*What you will do*: Below is some data. Retype exactly the lines starting at the one with "segment overcast sky, every instance" and ending at the one with "segment fishing rod handle, every instance".

===== Material for the task =====

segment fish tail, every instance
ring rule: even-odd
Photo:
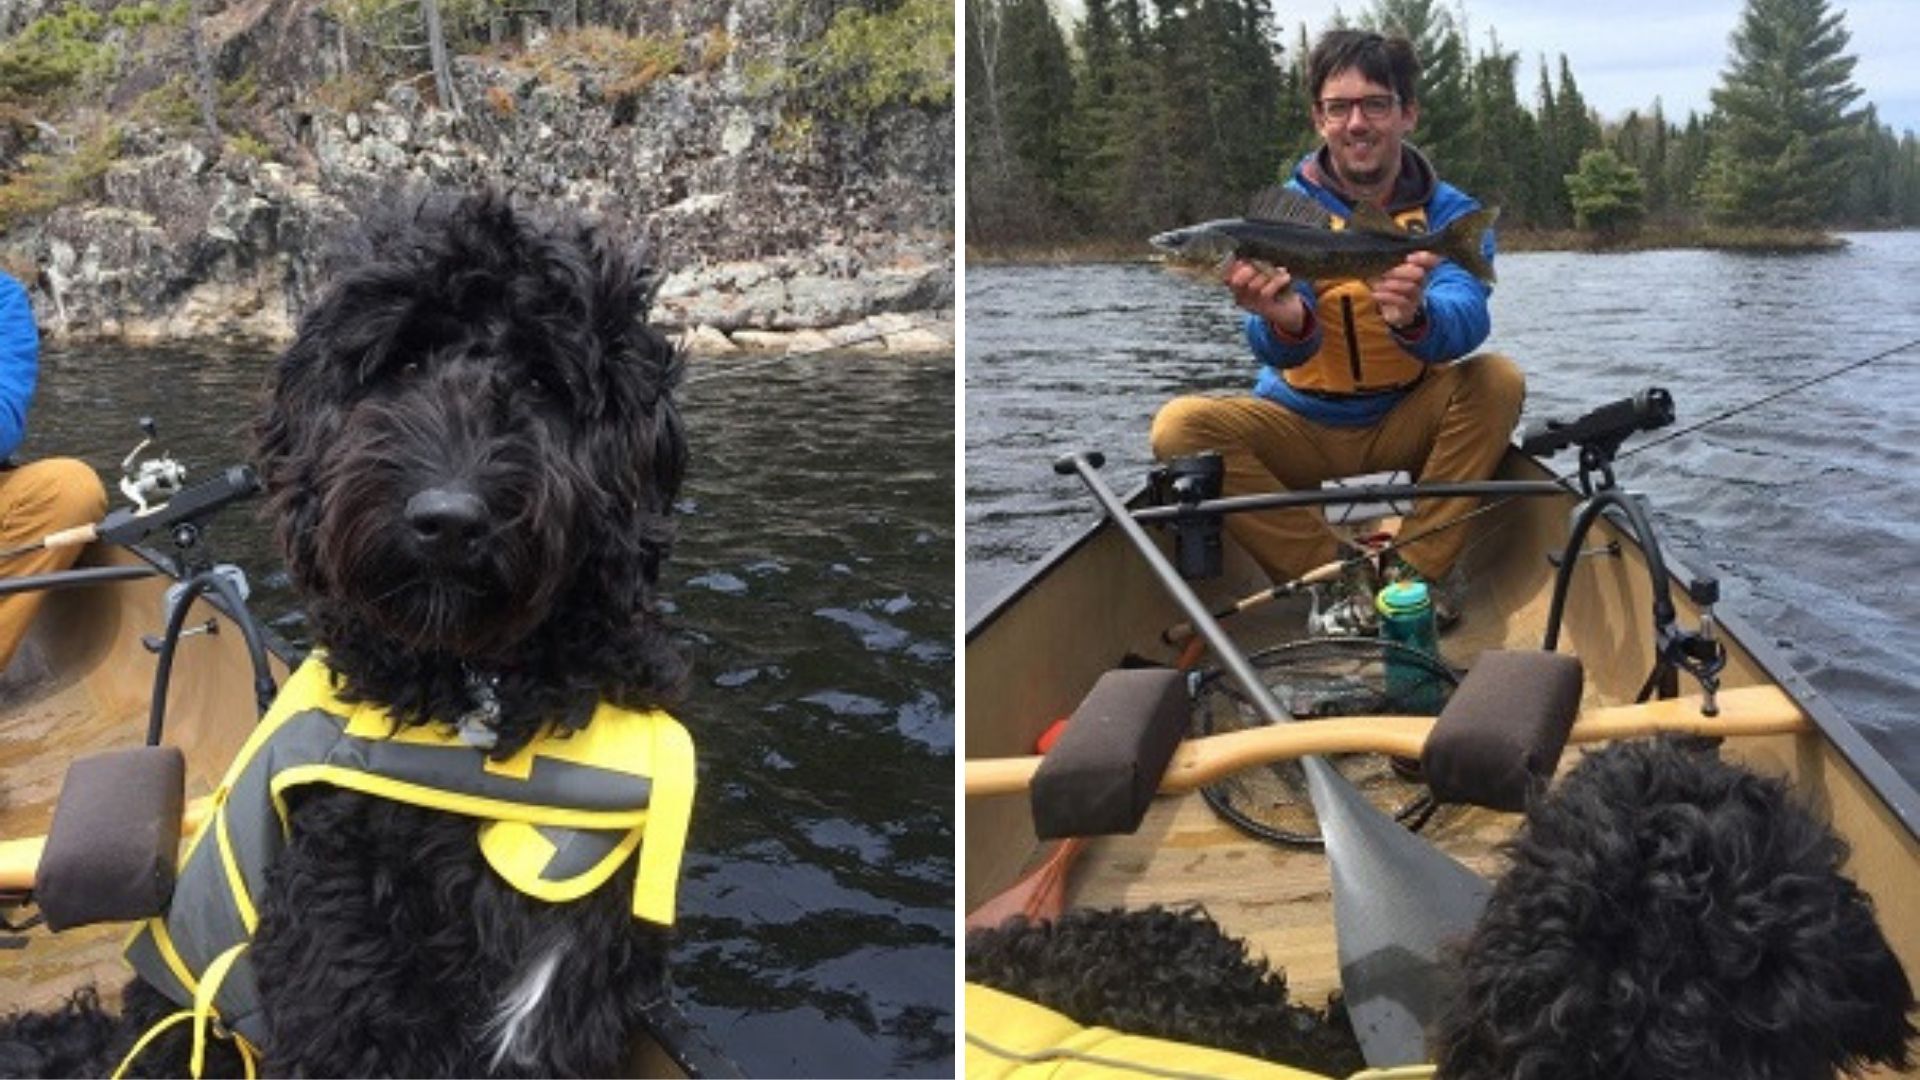
[[[1494,283],[1493,263],[1481,253],[1480,234],[1493,228],[1500,217],[1500,208],[1489,206],[1475,210],[1446,228],[1440,230],[1439,241],[1433,250],[1461,265],[1467,273],[1491,285]]]

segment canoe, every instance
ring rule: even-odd
[[[178,580],[169,557],[141,546],[90,545],[47,592],[26,640],[0,672],[0,867],[31,867],[53,819],[67,764],[145,738],[165,595]],[[174,652],[162,742],[186,758],[189,803],[210,794],[258,719],[254,661],[234,615],[202,595],[189,608]],[[209,633],[204,627],[216,629]],[[148,639],[143,641],[143,638]],[[263,631],[276,685],[298,652]],[[31,907],[0,893],[0,915],[18,925]],[[46,1009],[89,983],[116,993],[129,971],[120,959],[127,927],[99,924],[57,934],[9,934],[0,951],[0,1002]],[[678,1005],[662,1003],[636,1038],[633,1076],[729,1076],[738,1067],[716,1052]]]
[[[1556,560],[1582,500],[1575,485],[1518,448],[1509,452],[1495,479],[1554,481],[1559,491],[1486,500],[1483,505],[1492,508],[1462,526],[1469,530],[1462,557],[1463,617],[1440,639],[1444,659],[1456,669],[1469,669],[1488,650],[1541,647],[1554,614]],[[1151,505],[1147,491],[1135,492],[1127,505],[1139,514]],[[1334,517],[1329,511],[1329,519]],[[1377,507],[1349,528],[1364,533],[1383,524],[1397,524],[1393,507]],[[1172,550],[1170,530],[1149,531],[1163,551]],[[1230,536],[1223,536],[1223,546],[1220,575],[1191,582],[1212,611],[1271,584]],[[1702,608],[1690,589],[1699,579],[1670,557],[1663,561],[1679,624],[1698,626]],[[1604,716],[1631,729],[1683,716],[1698,720],[1700,687],[1685,675],[1677,699],[1636,704],[1653,666],[1655,631],[1648,557],[1635,530],[1613,515],[1600,516],[1569,573],[1557,651],[1577,656],[1584,665],[1582,722]],[[1289,596],[1221,625],[1257,663],[1258,657],[1284,653],[1287,643],[1307,636],[1310,603],[1308,596]],[[1005,778],[1030,772],[1026,767],[1036,739],[1069,716],[1103,673],[1123,660],[1174,664],[1179,650],[1168,643],[1167,631],[1185,621],[1146,560],[1108,520],[1055,549],[972,620],[965,644],[965,910],[1002,896],[1043,865],[1053,869],[1046,856],[1055,849],[1036,838],[1024,786]],[[1714,610],[1710,621],[1726,650],[1717,696],[1722,715],[1767,713],[1780,730],[1729,738],[1722,752],[1786,777],[1846,839],[1851,846],[1846,872],[1872,896],[1880,925],[1906,969],[1920,973],[1920,795],[1763,635],[1724,610]],[[1579,747],[1569,746],[1562,770],[1579,754]],[[1169,776],[1183,760],[1176,755]],[[1014,770],[988,782],[991,770],[1000,766]],[[1183,790],[1169,793],[1175,788]],[[1191,788],[1163,782],[1162,794],[1129,835],[1073,841],[1079,850],[1067,871],[1066,905],[1141,909],[1202,903],[1227,934],[1284,969],[1293,1000],[1324,1002],[1339,988],[1339,964],[1323,853],[1249,835],[1223,820]],[[1400,796],[1384,788],[1369,796],[1383,809],[1406,809],[1395,802]],[[1306,820],[1311,831],[1312,819]],[[1517,814],[1450,806],[1427,821],[1421,835],[1491,877],[1500,869],[1496,848],[1519,820]]]

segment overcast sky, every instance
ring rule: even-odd
[[[1453,0],[1442,3],[1454,9]],[[1486,51],[1492,30],[1502,49],[1520,54],[1523,103],[1534,103],[1540,57],[1557,73],[1565,53],[1581,96],[1603,117],[1645,112],[1658,96],[1674,123],[1684,123],[1689,110],[1704,116],[1712,108],[1708,94],[1727,66],[1727,38],[1746,9],[1744,0],[1466,0],[1465,6],[1474,52]],[[1373,5],[1273,0],[1281,42],[1291,49],[1301,23],[1317,36],[1336,7],[1357,21]],[[1880,122],[1896,134],[1920,134],[1920,2],[1828,0],[1827,10],[1845,13],[1849,51],[1859,61],[1853,83],[1864,91],[1859,104],[1879,106]]]

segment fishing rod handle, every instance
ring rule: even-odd
[[[1371,558],[1371,556],[1357,555],[1354,558],[1365,559],[1365,558]],[[1330,563],[1325,563],[1323,565],[1316,566],[1313,569],[1307,571],[1306,573],[1301,574],[1299,577],[1294,578],[1292,581],[1286,582],[1281,585],[1275,585],[1270,589],[1261,589],[1259,592],[1253,593],[1250,596],[1243,596],[1240,599],[1235,600],[1233,603],[1228,604],[1226,607],[1221,608],[1219,611],[1214,612],[1213,617],[1215,619],[1230,619],[1235,615],[1239,615],[1243,612],[1250,611],[1253,608],[1260,607],[1263,604],[1272,603],[1273,601],[1278,600],[1283,596],[1287,596],[1292,593],[1299,592],[1301,589],[1304,589],[1309,585],[1318,585],[1323,581],[1332,580],[1333,578],[1338,577],[1340,575],[1340,571],[1345,570],[1347,568],[1347,564],[1352,561],[1353,561],[1352,559],[1335,559]],[[1166,642],[1169,645],[1178,645],[1184,641],[1190,640],[1193,636],[1194,636],[1193,624],[1183,622],[1183,623],[1175,623],[1174,625],[1168,627],[1167,632],[1160,635],[1160,640]]]
[[[46,538],[40,541],[40,546],[43,548],[77,547],[81,544],[91,544],[99,536],[100,526],[97,524],[75,525],[71,529],[48,533]]]

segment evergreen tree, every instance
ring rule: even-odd
[[[1498,55],[1497,45],[1496,42],[1494,55]],[[1540,87],[1534,92],[1534,115],[1540,125],[1540,167],[1531,178],[1533,182],[1527,185],[1527,196],[1534,223],[1555,228],[1573,220],[1573,208],[1567,204],[1566,187],[1560,182],[1561,175],[1567,171],[1560,165],[1567,160],[1567,133],[1560,122],[1560,100],[1554,93],[1553,77],[1548,71],[1547,58],[1542,55]]]
[[[1894,174],[1900,144],[1895,141],[1892,128],[1880,125],[1879,110],[1872,105],[1860,116],[1860,145],[1862,150],[1855,156],[1855,168],[1847,177],[1840,220],[1853,225],[1884,224],[1895,214]]]
[[[1573,222],[1602,236],[1617,236],[1640,224],[1646,216],[1646,188],[1640,170],[1620,160],[1611,150],[1588,150],[1580,155],[1580,171],[1566,177],[1573,201]]]
[[[1541,162],[1540,126],[1520,104],[1519,68],[1520,55],[1501,51],[1497,39],[1474,60],[1465,160],[1451,171],[1461,188],[1503,208],[1503,225],[1540,220],[1538,181],[1532,175]]]
[[[975,238],[1057,235],[1073,83],[1046,0],[968,0],[966,62]]]
[[[1634,164],[1647,184],[1647,215],[1659,217],[1667,212],[1668,206],[1667,146],[1672,141],[1673,129],[1667,124],[1667,110],[1657,97],[1653,99],[1650,123],[1653,133],[1647,140],[1647,152]]]
[[[1807,228],[1839,207],[1860,145],[1843,19],[1826,0],[1747,0],[1713,91],[1702,194],[1716,220]]]
[[[1900,153],[1894,170],[1894,202],[1901,225],[1920,225],[1920,141],[1913,132],[1900,136]]]
[[[1086,0],[1078,42],[1080,67],[1062,196],[1083,229],[1098,229],[1119,206],[1121,150],[1133,111],[1129,91],[1135,85],[1132,56],[1111,0]]]

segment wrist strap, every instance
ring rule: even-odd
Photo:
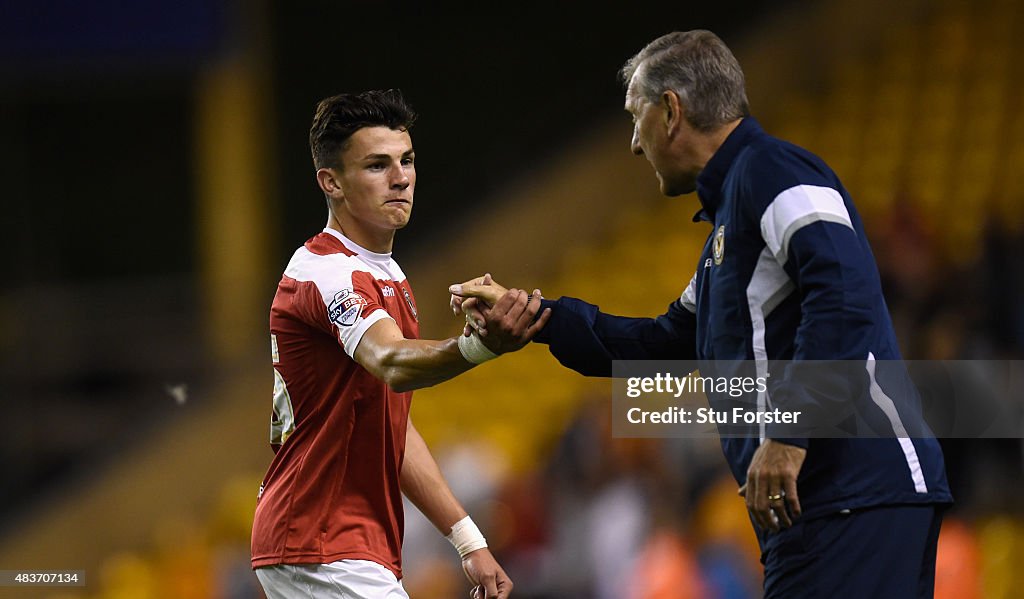
[[[498,354],[492,352],[484,345],[484,342],[480,340],[480,336],[476,333],[470,334],[469,337],[459,335],[459,351],[462,352],[462,357],[466,358],[466,361],[471,364],[483,364],[488,360],[498,357]]]
[[[473,519],[466,516],[452,525],[452,532],[445,537],[448,542],[459,552],[459,558],[465,558],[467,554],[483,549],[487,546],[487,539],[473,523]]]

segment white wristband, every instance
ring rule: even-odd
[[[459,351],[462,352],[462,357],[466,358],[466,361],[471,364],[483,364],[487,360],[493,360],[498,357],[498,354],[492,352],[484,345],[484,342],[480,340],[480,336],[476,333],[470,334],[469,337],[459,335]]]
[[[487,539],[484,538],[483,533],[480,532],[480,529],[476,527],[473,519],[469,516],[453,524],[451,534],[445,538],[459,552],[459,559],[465,558],[469,553],[487,546]]]

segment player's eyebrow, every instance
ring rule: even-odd
[[[402,153],[402,158],[408,158],[409,156],[415,155],[416,150],[408,149]],[[363,156],[363,160],[390,160],[391,154],[367,154]]]

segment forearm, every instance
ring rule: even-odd
[[[448,535],[452,525],[466,517],[466,510],[448,487],[441,469],[412,421],[406,433],[405,460],[400,480],[405,496],[441,534]]]
[[[396,391],[430,387],[466,372],[470,363],[458,340],[402,339],[379,351],[367,369]]]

=====

*Task result*:
segment overcast sky, every instance
ring rule: even-odd
[[[1453,0],[1442,3],[1454,9]],[[1486,51],[1492,30],[1502,49],[1520,54],[1523,103],[1534,103],[1540,57],[1557,73],[1565,53],[1581,96],[1603,117],[1645,112],[1658,96],[1674,123],[1684,123],[1689,110],[1704,116],[1712,108],[1708,94],[1727,66],[1727,38],[1746,9],[1744,0],[1466,0],[1465,6],[1474,52]],[[1373,5],[1273,0],[1281,42],[1291,49],[1301,23],[1317,36],[1336,7],[1357,21]],[[1880,122],[1896,134],[1920,134],[1920,2],[1828,0],[1827,10],[1845,13],[1849,51],[1859,61],[1853,83],[1864,91],[1859,104],[1879,106]]]

segment fishing rod handle, every instance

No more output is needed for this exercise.